やること: 下にある排水処理の文章の最後の文を引き継いで、その続きを書いてください。

渡された文章:

________________________________________

前処理部2は、非透過水Dを燃焼部11に供給する非透過水供給経路2aを有する。前処理部2は、非透過水供給経路2aを経た非透過水Dを燃焼部11の燃焼排ガスG中に送るように構成されている。また、前処理部2は、焼却炉で生じる燃焼排ガスGに非透過水Dを噴射又は噴霧することによって燃焼排ガスG中で水分を気化させ、燃焼排ガスGの温度を気化熱によって下げるために、燃焼部11に非透過水Dを引き込むように構成されている。また、前処理部2は、非透過水Dに含まれる濁質を燃焼排ガスG中で燃焼させるためにも、燃焼部11に非透過水Dを引き込むように構成されている。
なお、再生部6は、例えば、高浸透圧水Cを加熱することによって高浸透圧水Cの水分を蒸発させ、いったん浸透圧が下がった高浸透圧水Cの浸透圧を上げるように構成され得る。また、再生部6は、例えば、ろ過膜を有し、析出させた感温性ポリマーと、浄化水Zとをろ過膜によって分離するように構成され得る。
排水Aと該排水Aよりも浸透圧が高い高浸透圧水Cとを隔てるように配された正浸透膜を介して排水Aの水分を正浸透によって高浸透圧水C側へ移動させる正浸透工程と、正浸透工程によって排水Aよりも水分が減った濃縮水Bを燃焼排ガスG中で気化させる気化工程とを備える。
本実施形態の排水処理方法は、焼却場10にて生じる排水Aに含まれる濁質を減少させる前処理工程と、浸透部3に高浸透圧水Cを供給する高浸透圧水供給工程と、浸透部3の正浸透によって浸透圧がいったん下がった高浸透圧水Cの浸透圧を上げて高浸透圧水Cを再生させる再生工程とをさらに備える。
前処理工程では、非透過水供給経路2aを経た非透過水Dを燃焼部11の燃焼排ガスG中に送る。また、前処理工程では、焼却炉で生じる燃焼排ガスGに非透過水Dを噴射又は噴霧することによって燃焼排ガスG中で非透過水Dの水分を気化させ、燃焼排ガスGの温度を気化熱によって下げる。また、前処理工程では、焼却炉の燃焼排ガスGに非透過水Dを噴射又は噴霧することによって、非透過水Dに含まれる濁質を燃焼させる。

________________________________________

保存された一覧
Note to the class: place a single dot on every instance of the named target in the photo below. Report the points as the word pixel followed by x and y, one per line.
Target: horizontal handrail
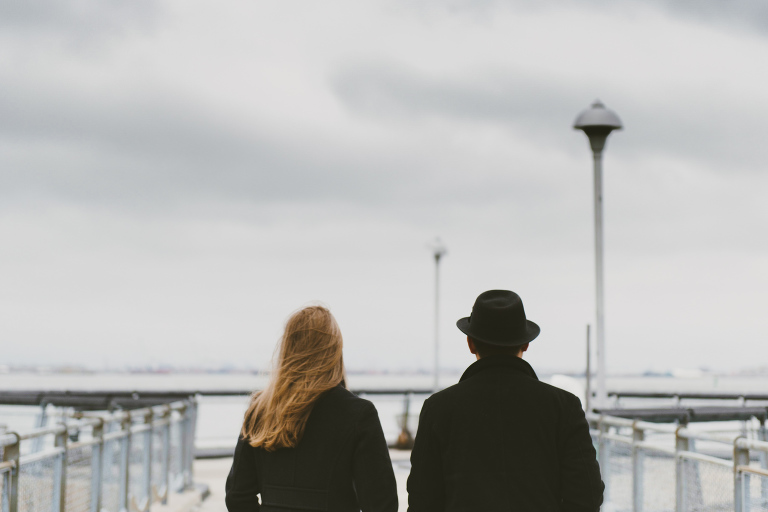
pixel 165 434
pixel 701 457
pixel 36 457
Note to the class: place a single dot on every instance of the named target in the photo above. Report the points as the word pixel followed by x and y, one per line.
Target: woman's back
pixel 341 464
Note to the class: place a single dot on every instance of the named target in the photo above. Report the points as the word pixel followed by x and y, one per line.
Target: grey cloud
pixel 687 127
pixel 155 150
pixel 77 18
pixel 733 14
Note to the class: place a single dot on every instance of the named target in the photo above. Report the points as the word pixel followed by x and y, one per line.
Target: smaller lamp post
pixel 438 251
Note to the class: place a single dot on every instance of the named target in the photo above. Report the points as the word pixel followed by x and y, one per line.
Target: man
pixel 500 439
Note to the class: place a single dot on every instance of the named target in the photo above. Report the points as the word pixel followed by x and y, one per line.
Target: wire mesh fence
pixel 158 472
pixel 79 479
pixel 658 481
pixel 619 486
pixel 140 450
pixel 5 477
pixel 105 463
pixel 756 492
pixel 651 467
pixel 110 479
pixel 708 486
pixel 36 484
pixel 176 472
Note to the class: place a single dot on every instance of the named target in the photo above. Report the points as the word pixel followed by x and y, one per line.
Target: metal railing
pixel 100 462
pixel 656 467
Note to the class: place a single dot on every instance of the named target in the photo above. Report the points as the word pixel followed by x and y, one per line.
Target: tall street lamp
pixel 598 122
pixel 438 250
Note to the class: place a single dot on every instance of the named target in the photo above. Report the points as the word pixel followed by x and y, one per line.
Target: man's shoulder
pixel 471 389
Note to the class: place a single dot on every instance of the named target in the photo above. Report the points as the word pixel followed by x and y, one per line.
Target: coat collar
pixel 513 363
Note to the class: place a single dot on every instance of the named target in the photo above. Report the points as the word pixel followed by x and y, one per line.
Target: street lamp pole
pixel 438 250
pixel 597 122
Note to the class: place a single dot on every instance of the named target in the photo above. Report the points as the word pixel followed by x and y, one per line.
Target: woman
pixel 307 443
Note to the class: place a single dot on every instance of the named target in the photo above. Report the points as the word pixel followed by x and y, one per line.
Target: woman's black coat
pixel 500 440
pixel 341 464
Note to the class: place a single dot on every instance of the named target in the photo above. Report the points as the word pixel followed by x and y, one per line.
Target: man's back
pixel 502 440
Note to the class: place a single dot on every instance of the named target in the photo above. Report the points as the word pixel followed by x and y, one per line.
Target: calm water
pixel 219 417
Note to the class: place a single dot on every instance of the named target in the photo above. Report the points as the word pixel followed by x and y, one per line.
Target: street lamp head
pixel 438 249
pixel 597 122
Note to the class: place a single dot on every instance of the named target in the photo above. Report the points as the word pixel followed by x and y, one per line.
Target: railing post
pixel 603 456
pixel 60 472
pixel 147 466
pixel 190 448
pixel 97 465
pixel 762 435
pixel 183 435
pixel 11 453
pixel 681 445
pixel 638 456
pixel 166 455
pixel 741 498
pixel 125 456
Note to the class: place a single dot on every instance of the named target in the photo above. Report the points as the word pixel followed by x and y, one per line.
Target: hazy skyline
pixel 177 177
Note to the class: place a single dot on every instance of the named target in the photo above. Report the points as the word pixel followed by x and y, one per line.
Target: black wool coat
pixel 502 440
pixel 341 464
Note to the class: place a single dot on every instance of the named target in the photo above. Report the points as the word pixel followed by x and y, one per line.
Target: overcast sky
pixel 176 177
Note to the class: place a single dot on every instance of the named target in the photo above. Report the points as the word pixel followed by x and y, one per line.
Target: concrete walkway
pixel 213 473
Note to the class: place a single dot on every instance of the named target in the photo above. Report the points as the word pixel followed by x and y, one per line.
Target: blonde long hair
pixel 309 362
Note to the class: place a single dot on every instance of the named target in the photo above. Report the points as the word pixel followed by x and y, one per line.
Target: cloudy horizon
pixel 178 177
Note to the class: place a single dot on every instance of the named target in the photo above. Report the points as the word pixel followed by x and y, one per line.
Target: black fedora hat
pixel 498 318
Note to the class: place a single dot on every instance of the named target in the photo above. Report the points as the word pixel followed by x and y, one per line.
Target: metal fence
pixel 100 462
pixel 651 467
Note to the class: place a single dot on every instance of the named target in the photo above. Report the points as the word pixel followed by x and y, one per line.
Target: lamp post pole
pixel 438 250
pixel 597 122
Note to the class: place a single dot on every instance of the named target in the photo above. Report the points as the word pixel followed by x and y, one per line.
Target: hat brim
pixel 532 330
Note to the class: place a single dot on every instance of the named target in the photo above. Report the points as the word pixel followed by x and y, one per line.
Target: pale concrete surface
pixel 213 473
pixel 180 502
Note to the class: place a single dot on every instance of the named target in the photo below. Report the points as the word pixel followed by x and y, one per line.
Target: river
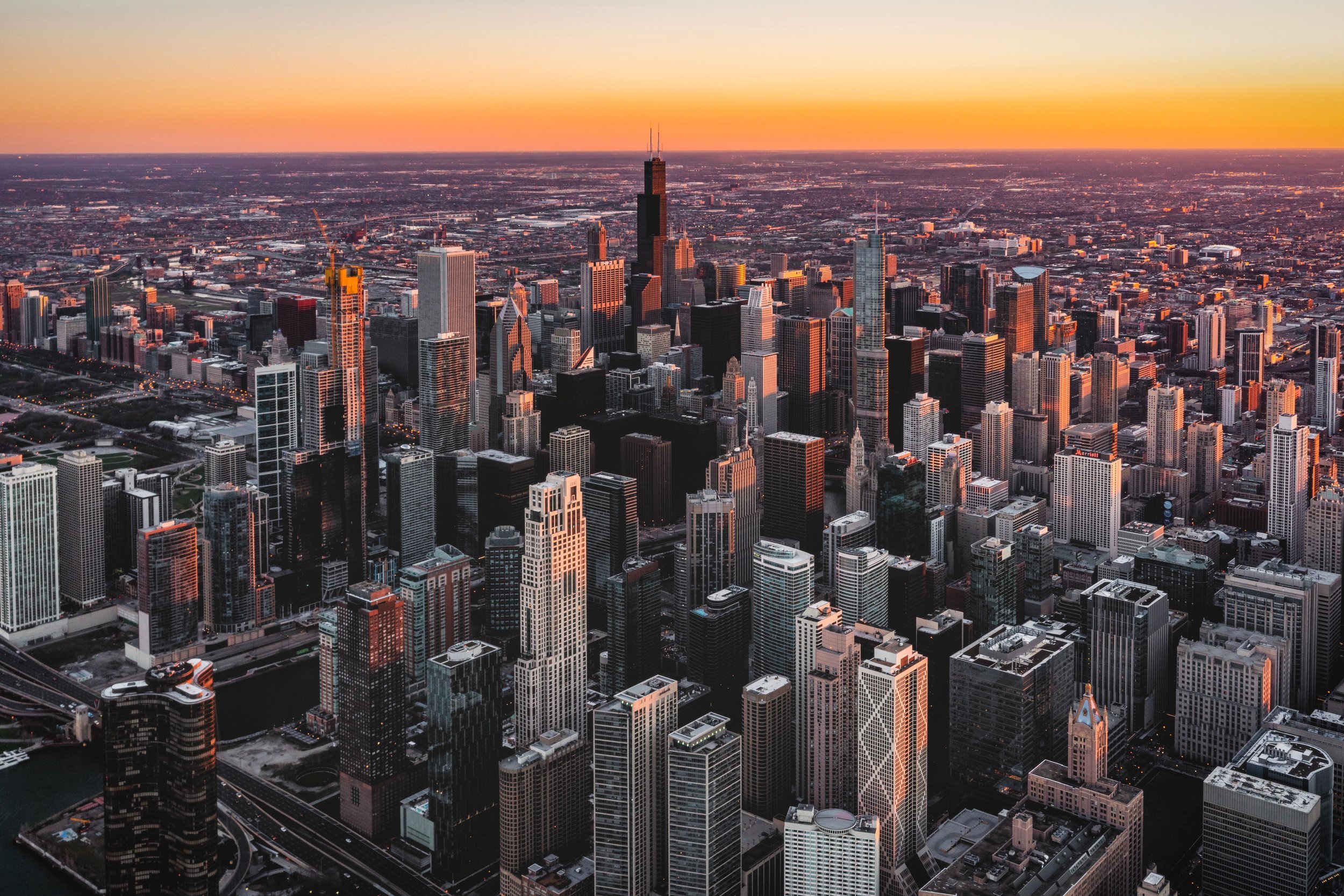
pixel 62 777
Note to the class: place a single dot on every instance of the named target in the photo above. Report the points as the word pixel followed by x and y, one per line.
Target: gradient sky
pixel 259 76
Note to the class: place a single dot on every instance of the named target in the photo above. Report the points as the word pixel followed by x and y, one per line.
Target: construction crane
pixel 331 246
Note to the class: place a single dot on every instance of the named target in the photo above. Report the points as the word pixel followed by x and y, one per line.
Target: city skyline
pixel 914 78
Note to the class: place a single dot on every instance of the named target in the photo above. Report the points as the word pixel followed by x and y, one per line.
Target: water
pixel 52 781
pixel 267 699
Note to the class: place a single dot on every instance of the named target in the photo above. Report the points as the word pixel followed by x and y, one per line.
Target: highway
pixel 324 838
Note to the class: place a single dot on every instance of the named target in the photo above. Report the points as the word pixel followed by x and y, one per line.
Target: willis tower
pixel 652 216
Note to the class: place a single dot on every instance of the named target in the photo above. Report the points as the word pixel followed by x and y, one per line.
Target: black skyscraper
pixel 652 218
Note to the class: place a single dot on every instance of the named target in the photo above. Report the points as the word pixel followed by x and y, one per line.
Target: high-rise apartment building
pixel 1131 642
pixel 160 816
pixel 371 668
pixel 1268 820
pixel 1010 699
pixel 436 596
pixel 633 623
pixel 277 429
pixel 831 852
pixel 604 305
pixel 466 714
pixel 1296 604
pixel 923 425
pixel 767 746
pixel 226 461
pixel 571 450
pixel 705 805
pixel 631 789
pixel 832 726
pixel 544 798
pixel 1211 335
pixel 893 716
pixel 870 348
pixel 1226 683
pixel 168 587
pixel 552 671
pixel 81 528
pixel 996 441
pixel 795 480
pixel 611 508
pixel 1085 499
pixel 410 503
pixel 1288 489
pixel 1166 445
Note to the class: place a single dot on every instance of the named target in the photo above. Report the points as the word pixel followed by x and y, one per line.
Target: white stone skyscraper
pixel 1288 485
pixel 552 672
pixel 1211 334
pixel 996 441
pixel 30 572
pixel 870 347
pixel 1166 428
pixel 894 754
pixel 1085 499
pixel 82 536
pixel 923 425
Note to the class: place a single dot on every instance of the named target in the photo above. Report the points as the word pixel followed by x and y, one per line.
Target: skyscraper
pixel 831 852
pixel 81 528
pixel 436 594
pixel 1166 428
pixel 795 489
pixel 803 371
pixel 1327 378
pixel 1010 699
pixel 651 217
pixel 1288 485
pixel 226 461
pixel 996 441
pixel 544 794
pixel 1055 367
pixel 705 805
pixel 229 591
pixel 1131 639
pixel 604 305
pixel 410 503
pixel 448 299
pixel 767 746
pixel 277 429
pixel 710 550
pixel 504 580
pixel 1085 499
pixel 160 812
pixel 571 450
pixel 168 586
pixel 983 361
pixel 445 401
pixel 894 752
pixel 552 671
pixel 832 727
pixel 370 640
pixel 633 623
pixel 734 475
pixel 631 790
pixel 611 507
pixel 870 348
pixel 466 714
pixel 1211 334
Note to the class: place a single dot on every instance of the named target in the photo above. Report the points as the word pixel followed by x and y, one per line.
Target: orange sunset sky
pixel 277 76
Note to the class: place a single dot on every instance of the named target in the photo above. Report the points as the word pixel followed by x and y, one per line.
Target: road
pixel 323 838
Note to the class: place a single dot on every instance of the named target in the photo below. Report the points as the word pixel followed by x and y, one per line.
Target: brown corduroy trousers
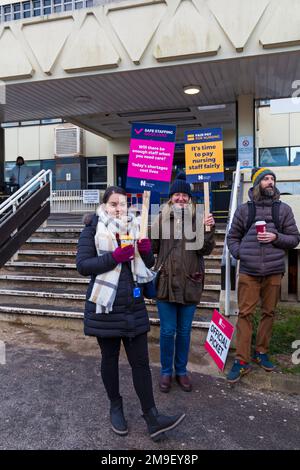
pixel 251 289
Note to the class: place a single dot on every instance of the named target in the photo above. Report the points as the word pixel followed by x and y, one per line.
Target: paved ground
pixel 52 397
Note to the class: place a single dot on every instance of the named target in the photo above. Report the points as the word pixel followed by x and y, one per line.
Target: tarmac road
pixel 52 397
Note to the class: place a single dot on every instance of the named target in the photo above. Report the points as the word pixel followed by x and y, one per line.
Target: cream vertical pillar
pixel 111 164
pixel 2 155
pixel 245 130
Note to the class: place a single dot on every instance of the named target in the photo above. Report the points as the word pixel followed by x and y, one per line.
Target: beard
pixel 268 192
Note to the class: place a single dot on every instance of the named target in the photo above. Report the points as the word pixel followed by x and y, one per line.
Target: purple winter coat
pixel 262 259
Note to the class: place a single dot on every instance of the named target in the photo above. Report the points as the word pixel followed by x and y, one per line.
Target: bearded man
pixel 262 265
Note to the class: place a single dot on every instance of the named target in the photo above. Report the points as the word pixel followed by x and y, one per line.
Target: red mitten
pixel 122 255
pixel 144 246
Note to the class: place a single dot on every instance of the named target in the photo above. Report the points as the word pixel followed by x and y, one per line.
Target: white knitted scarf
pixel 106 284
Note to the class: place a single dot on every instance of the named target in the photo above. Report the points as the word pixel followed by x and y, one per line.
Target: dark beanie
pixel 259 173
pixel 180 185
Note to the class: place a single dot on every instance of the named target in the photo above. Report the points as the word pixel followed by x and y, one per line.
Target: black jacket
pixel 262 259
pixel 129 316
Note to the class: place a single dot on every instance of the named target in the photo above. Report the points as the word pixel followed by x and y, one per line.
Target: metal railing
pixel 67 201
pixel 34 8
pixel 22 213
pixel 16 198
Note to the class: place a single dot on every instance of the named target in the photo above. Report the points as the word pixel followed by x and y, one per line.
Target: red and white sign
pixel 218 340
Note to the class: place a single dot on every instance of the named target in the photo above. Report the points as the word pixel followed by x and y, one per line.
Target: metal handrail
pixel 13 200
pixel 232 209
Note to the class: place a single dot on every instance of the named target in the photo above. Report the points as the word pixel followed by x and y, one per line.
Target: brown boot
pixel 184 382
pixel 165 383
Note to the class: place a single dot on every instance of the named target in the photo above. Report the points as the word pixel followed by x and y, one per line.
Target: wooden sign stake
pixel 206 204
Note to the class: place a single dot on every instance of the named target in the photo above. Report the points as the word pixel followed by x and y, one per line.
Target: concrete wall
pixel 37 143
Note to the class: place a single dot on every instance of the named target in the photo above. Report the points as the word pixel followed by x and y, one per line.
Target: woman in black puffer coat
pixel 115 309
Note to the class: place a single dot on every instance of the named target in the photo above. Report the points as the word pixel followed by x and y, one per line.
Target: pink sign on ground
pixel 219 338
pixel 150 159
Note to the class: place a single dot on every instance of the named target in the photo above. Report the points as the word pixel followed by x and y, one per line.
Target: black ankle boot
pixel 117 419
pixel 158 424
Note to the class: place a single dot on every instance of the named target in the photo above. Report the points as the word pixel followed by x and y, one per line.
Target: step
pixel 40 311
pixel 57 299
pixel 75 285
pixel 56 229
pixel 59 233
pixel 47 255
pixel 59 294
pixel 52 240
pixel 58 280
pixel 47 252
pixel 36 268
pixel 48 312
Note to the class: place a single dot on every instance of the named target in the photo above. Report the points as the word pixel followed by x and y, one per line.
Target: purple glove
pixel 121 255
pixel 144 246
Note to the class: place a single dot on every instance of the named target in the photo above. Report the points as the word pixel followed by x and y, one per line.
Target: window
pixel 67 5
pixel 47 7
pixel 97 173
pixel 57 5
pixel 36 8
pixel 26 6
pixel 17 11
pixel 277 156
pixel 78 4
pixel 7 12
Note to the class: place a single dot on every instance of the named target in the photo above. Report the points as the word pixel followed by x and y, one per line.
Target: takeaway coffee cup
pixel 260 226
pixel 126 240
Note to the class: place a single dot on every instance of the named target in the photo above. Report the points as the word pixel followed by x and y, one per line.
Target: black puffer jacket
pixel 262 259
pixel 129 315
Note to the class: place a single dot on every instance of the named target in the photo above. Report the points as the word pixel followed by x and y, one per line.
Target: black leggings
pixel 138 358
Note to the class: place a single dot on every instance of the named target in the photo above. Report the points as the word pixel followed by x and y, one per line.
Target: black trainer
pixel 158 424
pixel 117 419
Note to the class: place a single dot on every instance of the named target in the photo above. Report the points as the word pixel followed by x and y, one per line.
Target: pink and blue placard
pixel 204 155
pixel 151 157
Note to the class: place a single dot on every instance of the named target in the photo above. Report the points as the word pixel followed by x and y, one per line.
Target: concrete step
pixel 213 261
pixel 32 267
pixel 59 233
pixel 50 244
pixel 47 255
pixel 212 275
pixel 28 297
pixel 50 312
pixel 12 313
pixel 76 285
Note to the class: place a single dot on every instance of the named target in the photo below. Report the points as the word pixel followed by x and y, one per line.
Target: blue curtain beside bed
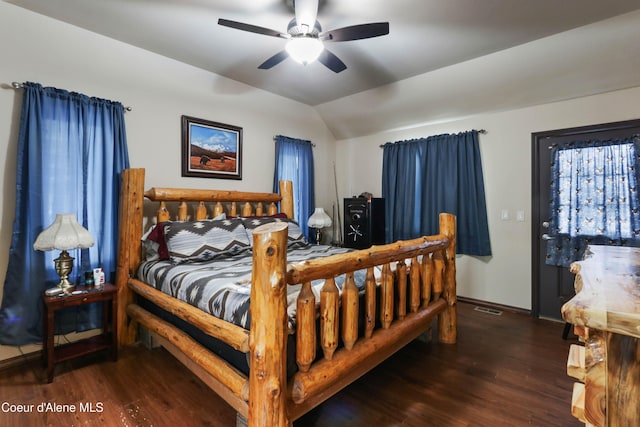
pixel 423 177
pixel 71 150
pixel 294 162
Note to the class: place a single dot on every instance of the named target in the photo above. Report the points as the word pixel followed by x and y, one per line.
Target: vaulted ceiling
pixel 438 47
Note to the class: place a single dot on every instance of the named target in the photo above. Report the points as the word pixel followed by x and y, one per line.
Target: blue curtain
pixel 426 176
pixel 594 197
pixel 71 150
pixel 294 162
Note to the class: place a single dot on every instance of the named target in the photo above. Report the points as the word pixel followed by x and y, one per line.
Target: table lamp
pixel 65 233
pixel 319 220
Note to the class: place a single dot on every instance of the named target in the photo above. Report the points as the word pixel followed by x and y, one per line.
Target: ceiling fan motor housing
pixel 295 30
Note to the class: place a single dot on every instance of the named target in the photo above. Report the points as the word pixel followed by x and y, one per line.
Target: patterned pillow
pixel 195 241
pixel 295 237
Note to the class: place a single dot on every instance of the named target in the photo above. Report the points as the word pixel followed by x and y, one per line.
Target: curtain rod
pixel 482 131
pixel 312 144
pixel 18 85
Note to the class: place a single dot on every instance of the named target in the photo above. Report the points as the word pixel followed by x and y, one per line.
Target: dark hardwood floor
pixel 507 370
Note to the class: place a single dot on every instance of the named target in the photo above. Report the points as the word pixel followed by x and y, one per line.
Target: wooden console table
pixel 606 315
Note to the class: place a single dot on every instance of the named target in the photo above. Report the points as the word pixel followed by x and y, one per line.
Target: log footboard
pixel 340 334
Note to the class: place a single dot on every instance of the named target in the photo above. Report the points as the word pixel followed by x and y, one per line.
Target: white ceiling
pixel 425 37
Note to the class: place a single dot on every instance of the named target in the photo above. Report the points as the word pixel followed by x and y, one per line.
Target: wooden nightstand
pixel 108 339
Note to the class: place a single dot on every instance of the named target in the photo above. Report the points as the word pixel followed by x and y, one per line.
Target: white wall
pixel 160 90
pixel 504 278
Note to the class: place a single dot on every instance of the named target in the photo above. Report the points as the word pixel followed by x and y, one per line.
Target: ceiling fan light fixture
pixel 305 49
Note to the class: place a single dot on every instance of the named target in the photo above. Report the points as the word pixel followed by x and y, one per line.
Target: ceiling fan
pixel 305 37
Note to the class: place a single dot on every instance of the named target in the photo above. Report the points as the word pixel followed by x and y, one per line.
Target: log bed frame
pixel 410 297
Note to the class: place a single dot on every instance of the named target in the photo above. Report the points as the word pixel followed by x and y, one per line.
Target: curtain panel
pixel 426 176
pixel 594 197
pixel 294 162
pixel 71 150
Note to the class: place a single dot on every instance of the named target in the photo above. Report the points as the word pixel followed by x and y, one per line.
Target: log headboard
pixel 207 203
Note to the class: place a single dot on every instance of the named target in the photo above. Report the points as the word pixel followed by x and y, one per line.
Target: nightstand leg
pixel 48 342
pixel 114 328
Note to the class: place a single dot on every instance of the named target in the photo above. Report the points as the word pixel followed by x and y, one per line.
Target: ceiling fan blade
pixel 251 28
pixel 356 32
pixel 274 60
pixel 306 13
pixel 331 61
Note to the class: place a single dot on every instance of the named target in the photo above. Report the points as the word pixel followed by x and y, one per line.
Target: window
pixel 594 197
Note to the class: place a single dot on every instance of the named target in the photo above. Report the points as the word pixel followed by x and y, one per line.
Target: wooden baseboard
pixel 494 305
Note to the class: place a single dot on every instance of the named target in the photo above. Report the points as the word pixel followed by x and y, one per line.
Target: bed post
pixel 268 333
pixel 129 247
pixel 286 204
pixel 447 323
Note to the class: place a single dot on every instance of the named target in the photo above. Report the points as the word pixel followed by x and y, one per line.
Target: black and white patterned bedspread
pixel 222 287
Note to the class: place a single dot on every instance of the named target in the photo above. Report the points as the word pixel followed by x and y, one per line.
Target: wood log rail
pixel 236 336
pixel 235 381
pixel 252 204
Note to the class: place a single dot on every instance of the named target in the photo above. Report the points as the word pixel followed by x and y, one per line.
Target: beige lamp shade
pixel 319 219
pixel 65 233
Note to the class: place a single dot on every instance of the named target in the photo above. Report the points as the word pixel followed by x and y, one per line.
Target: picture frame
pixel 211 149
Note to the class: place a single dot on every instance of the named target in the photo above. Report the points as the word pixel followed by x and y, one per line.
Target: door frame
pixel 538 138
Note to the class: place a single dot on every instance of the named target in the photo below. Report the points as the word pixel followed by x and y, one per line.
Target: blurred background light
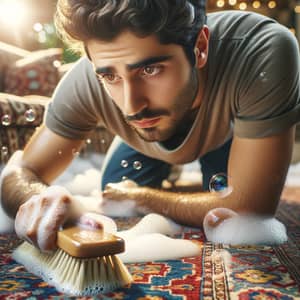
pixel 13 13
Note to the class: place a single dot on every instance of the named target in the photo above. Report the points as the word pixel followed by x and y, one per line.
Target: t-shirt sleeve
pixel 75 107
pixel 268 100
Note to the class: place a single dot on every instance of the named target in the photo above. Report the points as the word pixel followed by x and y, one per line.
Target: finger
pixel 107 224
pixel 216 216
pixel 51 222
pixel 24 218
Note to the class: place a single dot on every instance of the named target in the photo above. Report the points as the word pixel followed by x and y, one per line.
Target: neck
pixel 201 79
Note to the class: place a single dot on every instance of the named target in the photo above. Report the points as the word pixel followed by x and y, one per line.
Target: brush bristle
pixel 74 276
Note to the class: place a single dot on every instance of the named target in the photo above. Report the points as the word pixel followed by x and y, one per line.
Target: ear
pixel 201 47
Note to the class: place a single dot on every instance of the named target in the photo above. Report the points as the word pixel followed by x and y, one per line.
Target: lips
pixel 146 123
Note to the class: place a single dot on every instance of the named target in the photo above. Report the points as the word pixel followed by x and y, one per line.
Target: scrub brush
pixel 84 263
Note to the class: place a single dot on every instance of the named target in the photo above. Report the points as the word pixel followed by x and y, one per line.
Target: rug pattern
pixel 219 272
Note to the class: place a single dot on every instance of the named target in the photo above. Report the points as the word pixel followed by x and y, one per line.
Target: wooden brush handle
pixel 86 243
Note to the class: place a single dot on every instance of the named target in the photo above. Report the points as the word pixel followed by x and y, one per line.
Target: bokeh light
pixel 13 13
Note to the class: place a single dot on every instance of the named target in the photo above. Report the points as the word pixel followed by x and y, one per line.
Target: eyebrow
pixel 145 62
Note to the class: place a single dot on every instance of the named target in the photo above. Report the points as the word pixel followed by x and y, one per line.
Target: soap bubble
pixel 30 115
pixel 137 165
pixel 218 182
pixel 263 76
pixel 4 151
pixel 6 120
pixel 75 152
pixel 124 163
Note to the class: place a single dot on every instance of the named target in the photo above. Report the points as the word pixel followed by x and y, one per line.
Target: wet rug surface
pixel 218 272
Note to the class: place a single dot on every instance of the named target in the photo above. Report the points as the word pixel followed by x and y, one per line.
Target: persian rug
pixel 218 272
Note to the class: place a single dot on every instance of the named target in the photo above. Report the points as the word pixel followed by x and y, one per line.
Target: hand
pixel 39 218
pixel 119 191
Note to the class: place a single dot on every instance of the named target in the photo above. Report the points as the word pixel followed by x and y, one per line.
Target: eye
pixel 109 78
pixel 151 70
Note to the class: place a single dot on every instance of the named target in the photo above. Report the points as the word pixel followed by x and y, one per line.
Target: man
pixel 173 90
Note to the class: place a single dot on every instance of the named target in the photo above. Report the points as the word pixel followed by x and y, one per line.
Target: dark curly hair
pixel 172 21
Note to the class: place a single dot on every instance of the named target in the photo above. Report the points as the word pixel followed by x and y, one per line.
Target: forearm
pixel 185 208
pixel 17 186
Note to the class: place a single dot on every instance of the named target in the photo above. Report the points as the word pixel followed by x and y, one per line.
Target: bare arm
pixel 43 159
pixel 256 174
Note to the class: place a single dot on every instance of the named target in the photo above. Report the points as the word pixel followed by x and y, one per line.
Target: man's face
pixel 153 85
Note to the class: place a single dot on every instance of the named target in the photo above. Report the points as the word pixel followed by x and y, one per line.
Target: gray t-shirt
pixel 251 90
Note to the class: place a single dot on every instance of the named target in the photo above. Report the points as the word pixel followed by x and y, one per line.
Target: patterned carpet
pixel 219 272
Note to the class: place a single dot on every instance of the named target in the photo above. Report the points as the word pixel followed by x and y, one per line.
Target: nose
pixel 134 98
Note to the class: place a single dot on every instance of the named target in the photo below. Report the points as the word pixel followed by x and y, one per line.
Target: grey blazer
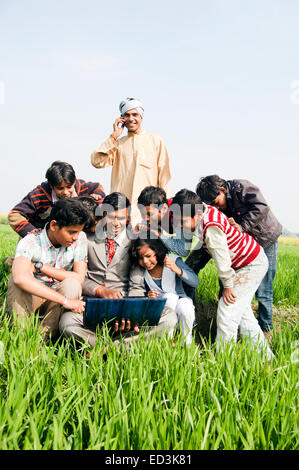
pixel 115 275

________________________________________

最終結果:
詳しくは、濃縮水供給工程では、燃焼排ガスGの温度を濃縮水Bの水分の気化熱によって燃焼部11の焼却炉にて下げて、焼却炉内の温度を調節するために、燃焼部11に濃縮水Bを供給する。
また、濃縮水供給工程では、熱回収された燃焼排ガスGの温度を濃縮水Bの水分の気化熱によって減温部122にてさらに下げるために、減温部122に濃縮水Bを供給する。
濃縮水供給工程では、燃焼部11及び減温部122それぞれで気化工程にて下げる要求温度幅に応じて、燃焼部11及び減温部122それぞれに供給する濃縮水Bの量を調節することができる。濃縮水供給工程では、燃焼部11へ優先的に濃縮水Bを供給することが好ましい。即ち、減温部122よりも燃焼部11へ多くの濃縮水Bを供給することが好ましい。また、燃焼部11だけに濃縮水Bを供給することがより好ましい。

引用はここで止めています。